SUPPLIED INFORMATION:
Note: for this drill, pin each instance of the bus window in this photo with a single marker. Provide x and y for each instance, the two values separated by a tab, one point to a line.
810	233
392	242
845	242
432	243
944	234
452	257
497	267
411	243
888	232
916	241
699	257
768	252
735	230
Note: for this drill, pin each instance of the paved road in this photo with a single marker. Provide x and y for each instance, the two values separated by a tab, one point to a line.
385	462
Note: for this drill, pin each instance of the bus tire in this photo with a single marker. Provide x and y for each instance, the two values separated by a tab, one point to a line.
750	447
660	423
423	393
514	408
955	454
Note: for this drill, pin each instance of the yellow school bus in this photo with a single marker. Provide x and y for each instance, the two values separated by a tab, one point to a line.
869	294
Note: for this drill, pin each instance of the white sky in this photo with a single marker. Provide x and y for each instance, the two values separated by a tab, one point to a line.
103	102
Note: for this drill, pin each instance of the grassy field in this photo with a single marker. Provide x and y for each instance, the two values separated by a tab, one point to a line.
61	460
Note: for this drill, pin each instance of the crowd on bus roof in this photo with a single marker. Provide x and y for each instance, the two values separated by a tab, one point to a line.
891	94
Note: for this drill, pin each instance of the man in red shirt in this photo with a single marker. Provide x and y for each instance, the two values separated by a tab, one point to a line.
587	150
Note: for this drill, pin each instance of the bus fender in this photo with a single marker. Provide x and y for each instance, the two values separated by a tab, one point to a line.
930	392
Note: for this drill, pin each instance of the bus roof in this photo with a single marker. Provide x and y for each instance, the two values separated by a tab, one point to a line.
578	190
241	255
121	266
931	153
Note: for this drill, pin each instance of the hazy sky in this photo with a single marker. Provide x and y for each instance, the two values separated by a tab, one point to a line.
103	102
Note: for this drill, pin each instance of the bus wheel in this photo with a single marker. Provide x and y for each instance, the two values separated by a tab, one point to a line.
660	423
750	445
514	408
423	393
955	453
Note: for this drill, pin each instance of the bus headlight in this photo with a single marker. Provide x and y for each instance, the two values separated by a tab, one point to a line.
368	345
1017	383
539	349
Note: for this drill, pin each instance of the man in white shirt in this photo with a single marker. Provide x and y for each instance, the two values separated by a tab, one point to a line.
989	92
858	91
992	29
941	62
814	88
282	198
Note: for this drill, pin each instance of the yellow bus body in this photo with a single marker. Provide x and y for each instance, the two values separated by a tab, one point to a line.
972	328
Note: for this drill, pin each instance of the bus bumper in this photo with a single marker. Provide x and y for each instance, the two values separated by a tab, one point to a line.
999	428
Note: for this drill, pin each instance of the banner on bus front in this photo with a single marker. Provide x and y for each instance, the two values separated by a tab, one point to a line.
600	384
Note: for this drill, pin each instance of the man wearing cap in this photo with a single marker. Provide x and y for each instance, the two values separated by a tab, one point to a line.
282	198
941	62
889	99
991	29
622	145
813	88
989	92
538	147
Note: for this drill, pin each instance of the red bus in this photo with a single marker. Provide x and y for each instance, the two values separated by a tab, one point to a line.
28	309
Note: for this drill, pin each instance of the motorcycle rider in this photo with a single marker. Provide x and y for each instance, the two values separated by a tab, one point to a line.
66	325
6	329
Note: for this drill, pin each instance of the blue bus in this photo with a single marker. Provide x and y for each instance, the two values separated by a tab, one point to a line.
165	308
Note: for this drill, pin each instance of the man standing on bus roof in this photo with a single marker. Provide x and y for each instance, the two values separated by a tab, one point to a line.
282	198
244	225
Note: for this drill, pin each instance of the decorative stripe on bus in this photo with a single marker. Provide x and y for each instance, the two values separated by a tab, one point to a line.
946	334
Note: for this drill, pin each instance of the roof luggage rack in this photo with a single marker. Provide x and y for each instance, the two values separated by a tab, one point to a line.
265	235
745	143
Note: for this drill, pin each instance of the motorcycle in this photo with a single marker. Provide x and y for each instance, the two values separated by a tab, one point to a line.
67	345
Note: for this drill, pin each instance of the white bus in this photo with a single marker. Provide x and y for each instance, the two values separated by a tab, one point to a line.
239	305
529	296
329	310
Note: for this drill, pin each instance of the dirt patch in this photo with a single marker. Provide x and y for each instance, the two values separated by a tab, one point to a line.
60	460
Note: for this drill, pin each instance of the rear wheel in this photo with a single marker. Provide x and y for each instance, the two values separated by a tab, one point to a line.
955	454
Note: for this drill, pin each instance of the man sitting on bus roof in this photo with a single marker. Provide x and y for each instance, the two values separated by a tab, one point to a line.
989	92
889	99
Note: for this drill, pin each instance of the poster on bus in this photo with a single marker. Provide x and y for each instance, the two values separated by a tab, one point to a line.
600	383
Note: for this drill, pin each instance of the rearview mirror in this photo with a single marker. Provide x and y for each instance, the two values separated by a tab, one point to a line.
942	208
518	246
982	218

WHAT IS REQUIRED:
Give back each line above precisely as it stands.

WRITTEN SOLUTION:
Note: for this drill, pin each instance of the bus window in this photo with a single marker. Provide x and y for each instance, the two values separated by a tab, one point to a line.
810	233
392	242
845	242
432	243
944	234
452	257
497	267
411	243
888	232
916	241
699	257
768	252
735	230
Note: for this drill, pin each instance of the paved road in this photo with a single marker. Provide x and y for each instance, the two values separated by a tab, one point to a line.
385	462
Note: for this drill, pin each instance of the bus tire in this photo with a single marker. Provide x and y for each instance, the two values separated by a tab, one point to a line.
750	447
660	423
423	393
514	408
955	454
Note: for this drill, pin each instance of the yellow school bus in this photo with a single marker. Provide x and y for each instance, the two values separated by a tab, one point to a line.
869	294
Note: for this drill, pin each instance of the white sky in this photo with a single marker. Provide x and y for each instance, the two values separated by a tab, one point to a line.
103	102
Note: for this drill, pin each instance of the grassy field in this photo with a single marker. Provide x and y for each instance, the two values separated by a tab, one point to a line.
61	460
Note: for this drill, pin each instance of the crowd on bus roof in this photo with a single marker. Provide x and y for each instance, the two values separated by a tab, one point to a line.
891	94
Note: for this drill, pin each instance of the man in red shirt in this photo with a single marker. Provide x and y for each instance, the two values separated by a tab, one point to a line.
587	150
Note: for this drill, pin each instance of the bus fender in this photo with a single marker. Provide x and y for each instance, the two values separated by a tab, one point to a line.
930	392
Note: for this drill, pin each instance of the bus roof in this photo with a single marker. Provide x and y for each instance, the two values separated by a tab, one point to a line.
578	190
241	255
121	266
931	153
Note: for this drill, pin each instance of the hazy sky in this photo with a single marker. Provide x and y for each instance, the two values separated by a tab, one point to a line.
103	102
Note: for this drill, pin each instance of the bus wheel in this photo with a single marker. Provide x and y for each instance, the two values separated by a tab, one point to a line.
660	423
750	445
514	408
423	393
955	453
Note: for this drill, pin each instance of the bus headlight in this photo with a single marker. Provide x and y for each instance, the two values separated by a tab, one point to a line.
368	345
1017	383
539	349
Note: for this drill, pin each instance of the man in white shirt in this photo with a single marker. Provide x and y for each instance, the two values separated by a tab, one point to a line.
989	92
858	91
992	29
941	62
814	88
282	198
Note: for this drill, pin each instance of the yellow bus body in this photo with a single marker. Provide x and y for each instance, the two values separated by a tab, one point to a line.
972	328
Note: for this drill, pin each instance of the bus bumper in this photo with a single marker. Provide x and y for each instance, the two values separated by a tab, one point to a line.
999	428
Note: for this drill, pin each instance of the banner on bus front in this photo with a single marker. Provide x and y for each instance, the two values separated by a tab, one point to a line.
600	384
Note: for this drill, pin each instance of the man wearing cap in this photo with a single marker. Provide x and y for each instance, the two values separated by a tab, one point to a line.
282	198
941	62
889	99
991	29
622	145
813	88
989	92
538	147
Note: for this drill, pin each instance of the red bus in this photo with a single marker. Provide x and y for each instance, the two values separated by a tab, one point to a line.
28	309
Note: for this drill, pin each instance of the motorcycle rider in this photo with a single marker. Provide x and y for each instance, the two values separated by a tab, one point to a line.
66	325
6	329
Note: for this drill, pin each instance of the blue bus in this photo with a single marker. Provide x and y for each instance, the two values separated by a tab, one point to a line.
165	308
Note: for this drill, pin each instance of the man standing on bus roof in this photo with a single marker. Provide x and y for each instance, the two values separated by a tab, one point to a line.
282	198
244	225
Note: for this drill, pin each instance of the decorative stripe on bus in this photo with a single marker. Provide x and y for each instance, the two values separated by a tab, one point to a line.
946	334
Note: for this drill, pin each instance of the roof luggage rack in this photo with a single marker. Provide x and y for each instance, the two values separated by a tab, one point to a line.
265	235
745	143
Note: for this drill, pin each instance of the motorcycle in this photo with a single marker. Provide x and y for each instance, the two values separated by a tab, one point to a line.
67	345
Note: for this drill, pin each instance of the white bus in this photo with a single marker. Provide x and y for each instance, the two values separated by a tab, one point to a line.
239	305
529	296
329	310
Note: for this drill, pin each instance of the dirt patch in this photo with a single marker. Provide x and y for each instance, the two values separated by a tab, one point to a line.
60	460
Note: for this drill, pin each instance of the rear wheel in this photo with a single marker. Provide x and y for each instance, the two values separated by a tab, one point to a line.
955	454
Note: for this drill, pin each instance of the man sitting on bus roof in this photo with a single marker. Provide x and y for each instance, the two values separated by a tab, one point to a line.
989	92
889	99
Note: for this drill, pin each instance of the poster on bus in this photo with a single marker. Provide x and y for each instance, the two values separated by a tab, one point to a line.
600	383
Note: for this drill, pin each instance of the rearview mirror in this photo with a single marker. Provide x and y for each instance, the two values separated by a tab, one point to a line.
942	208
518	246
982	218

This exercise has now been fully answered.